South Africa is a commodity-based economy, with the mining sector not only a cornerstone of the economy but the very foundation on which the nation was built. Directly and indirectly, mining nominally contributed to 17 percent of the country’s gross domestic product in 2012.1

Both deep-level and open cast mining are used in South Africa to exploit various ores. The overburden (i.e., the rock, soil, and ecosystems that lie above an ore body or coal seam) often takes the form of high-potential agricultural land,2 concentrated according to the uneven rainfall distribution and which often overlaps with ore bodies.

Open cast mining not only causes a great deal of physical damage to the land, as seen in Figure1, but it can also cause chemical damage.3,4,5 This damage has the potential to be long term and irreversible, and while this could imply that post-mining agricultural activities might not be profitable, to date, there is no evidence to support this.

Figure 1. Open cast mining in South Africa as visible from the sky in September 2013.

Since the 1980s, statutory requirements for the granting of mining licenses in South Africa have become increasingly stringent. 6,7 Environmental Impact Assessments and Environmental Management Plans have become integral parts of the mining license application process, and must be budgeted and planned for. The definition of the degree to which land must be rehabilitated remains loose, however, and thus open to interpretation. The Mineral and Petroleum Resources Development Act of 2002 contains no definition of what is considered to be a ‘natural’ or ‘pre-determined’ state.

= = = = =

◆ **WHAT THE TASK ASKS**
Please answer these questions using the text on mining in South Africa above:
(a) Which two kinds of mining are used in South Africa to exploit various ores?
(b) Since when have statutory requirements for granting mining licenses become increasingly stringent?
(c) Which act contains no definition of a "natural" or "pre-determined" state?

◆ **ITEMS**
= = = = =

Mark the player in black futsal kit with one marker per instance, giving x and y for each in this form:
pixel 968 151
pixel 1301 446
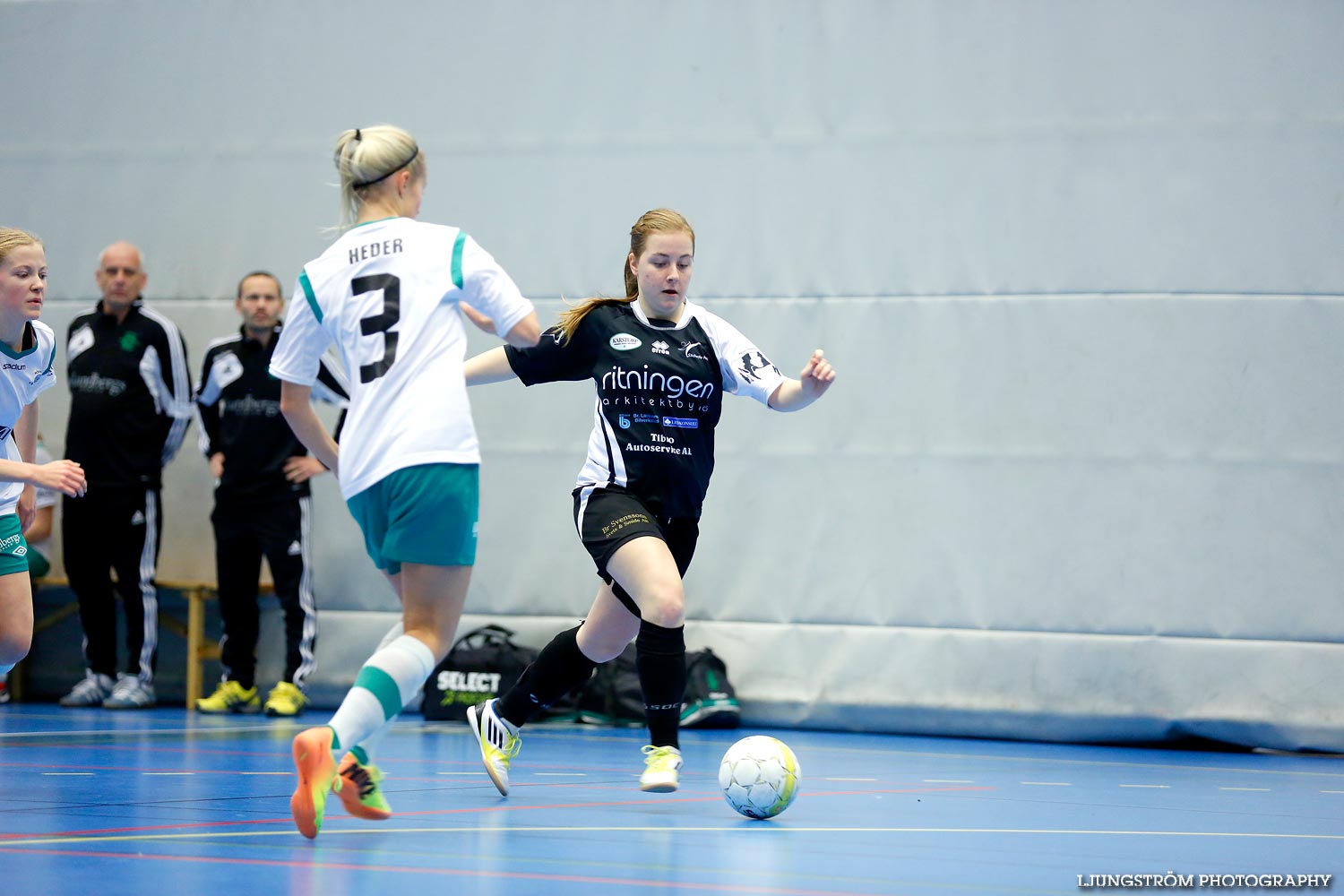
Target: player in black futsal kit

= = = = =

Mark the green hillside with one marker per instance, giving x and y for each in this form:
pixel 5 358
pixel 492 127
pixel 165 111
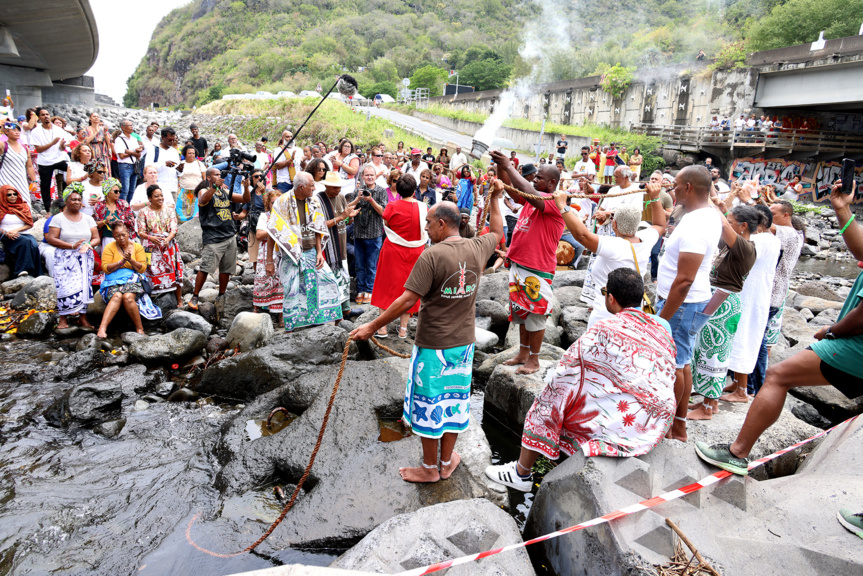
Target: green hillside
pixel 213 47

= = = = =

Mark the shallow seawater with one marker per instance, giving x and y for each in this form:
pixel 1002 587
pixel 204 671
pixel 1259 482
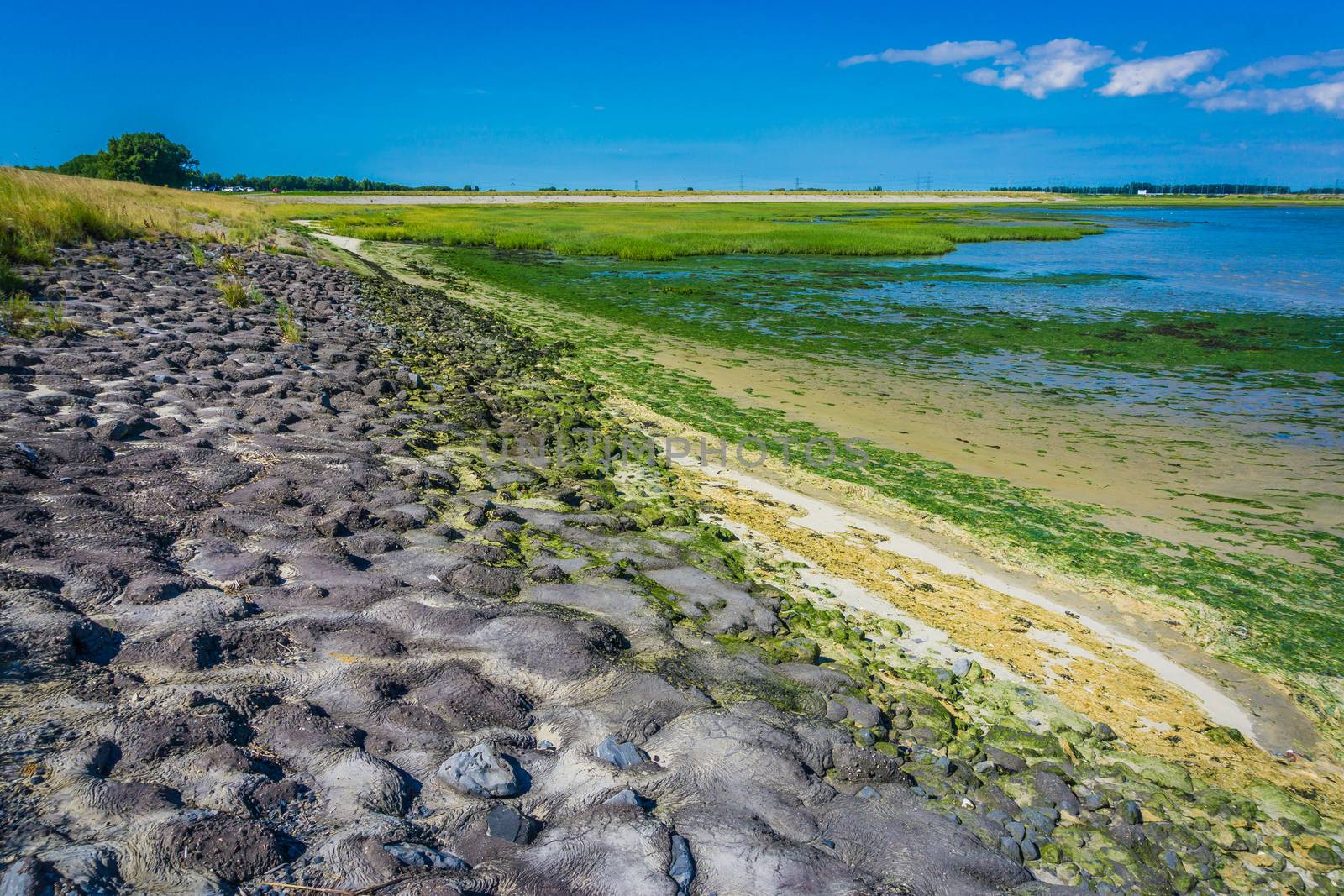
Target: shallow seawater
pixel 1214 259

= = = = =

◆ **CORRECT ANSWER**
(a) Deep-level and open cast mining.
(b) Since the 1980s.
(c) The Mineral and Petroleum Resources Development Act of 2002.